# start of RECORDS TO PROCESS

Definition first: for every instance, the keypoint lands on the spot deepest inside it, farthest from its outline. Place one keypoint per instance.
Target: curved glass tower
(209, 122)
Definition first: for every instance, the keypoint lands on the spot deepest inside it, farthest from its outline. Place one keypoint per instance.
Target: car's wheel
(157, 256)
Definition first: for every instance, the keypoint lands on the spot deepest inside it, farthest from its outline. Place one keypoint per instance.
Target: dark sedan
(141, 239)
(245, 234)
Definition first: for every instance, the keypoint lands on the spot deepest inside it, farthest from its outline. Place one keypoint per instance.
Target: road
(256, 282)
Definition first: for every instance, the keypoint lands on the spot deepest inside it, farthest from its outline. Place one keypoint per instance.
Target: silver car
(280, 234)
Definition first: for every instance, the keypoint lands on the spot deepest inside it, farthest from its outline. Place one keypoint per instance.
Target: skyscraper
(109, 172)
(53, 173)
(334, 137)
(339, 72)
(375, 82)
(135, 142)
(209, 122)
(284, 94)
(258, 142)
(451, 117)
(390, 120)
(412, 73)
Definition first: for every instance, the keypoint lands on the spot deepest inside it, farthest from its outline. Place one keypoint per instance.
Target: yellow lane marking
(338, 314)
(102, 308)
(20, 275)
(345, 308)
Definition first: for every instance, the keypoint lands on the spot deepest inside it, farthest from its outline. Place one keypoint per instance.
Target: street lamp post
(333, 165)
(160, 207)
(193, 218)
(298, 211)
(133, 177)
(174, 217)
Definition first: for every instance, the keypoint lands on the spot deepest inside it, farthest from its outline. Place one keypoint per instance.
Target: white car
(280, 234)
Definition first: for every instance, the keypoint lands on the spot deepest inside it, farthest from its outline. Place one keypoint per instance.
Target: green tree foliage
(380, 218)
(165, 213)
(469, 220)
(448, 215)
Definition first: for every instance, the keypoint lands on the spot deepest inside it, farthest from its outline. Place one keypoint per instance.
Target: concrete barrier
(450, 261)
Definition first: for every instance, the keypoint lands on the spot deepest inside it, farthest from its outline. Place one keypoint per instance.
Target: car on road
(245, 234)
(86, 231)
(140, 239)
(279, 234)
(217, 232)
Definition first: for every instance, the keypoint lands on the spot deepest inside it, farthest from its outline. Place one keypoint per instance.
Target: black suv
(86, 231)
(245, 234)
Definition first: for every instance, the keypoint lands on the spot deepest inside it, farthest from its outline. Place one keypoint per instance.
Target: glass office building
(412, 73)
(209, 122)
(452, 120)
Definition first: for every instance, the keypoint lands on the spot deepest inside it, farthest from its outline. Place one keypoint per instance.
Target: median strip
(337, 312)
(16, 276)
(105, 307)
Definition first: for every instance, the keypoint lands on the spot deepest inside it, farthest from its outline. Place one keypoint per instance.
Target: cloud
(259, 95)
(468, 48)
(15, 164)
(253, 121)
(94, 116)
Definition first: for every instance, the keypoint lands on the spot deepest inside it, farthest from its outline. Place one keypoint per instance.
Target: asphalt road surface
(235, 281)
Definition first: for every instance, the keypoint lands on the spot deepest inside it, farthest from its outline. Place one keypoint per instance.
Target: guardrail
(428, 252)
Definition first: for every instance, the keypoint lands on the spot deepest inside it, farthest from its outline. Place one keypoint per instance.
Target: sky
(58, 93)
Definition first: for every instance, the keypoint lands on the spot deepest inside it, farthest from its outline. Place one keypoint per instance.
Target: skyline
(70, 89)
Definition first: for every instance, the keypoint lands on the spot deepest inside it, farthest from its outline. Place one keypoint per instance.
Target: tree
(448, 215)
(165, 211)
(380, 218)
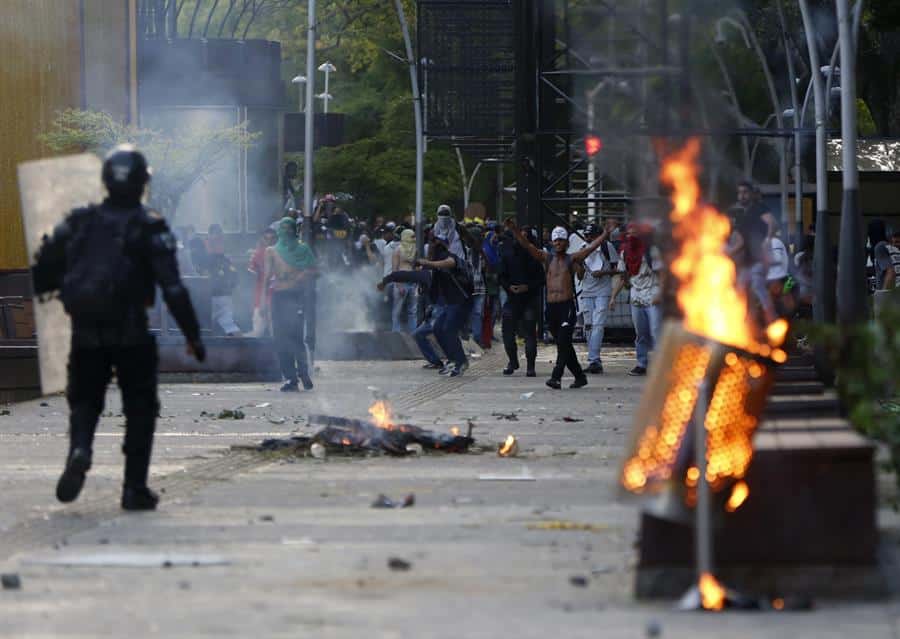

# end of RECORDS TO PROCESS

Pick out and copy every line above that contains the string "glass". Case counts.

Target: curved glass tower
Target: glass office building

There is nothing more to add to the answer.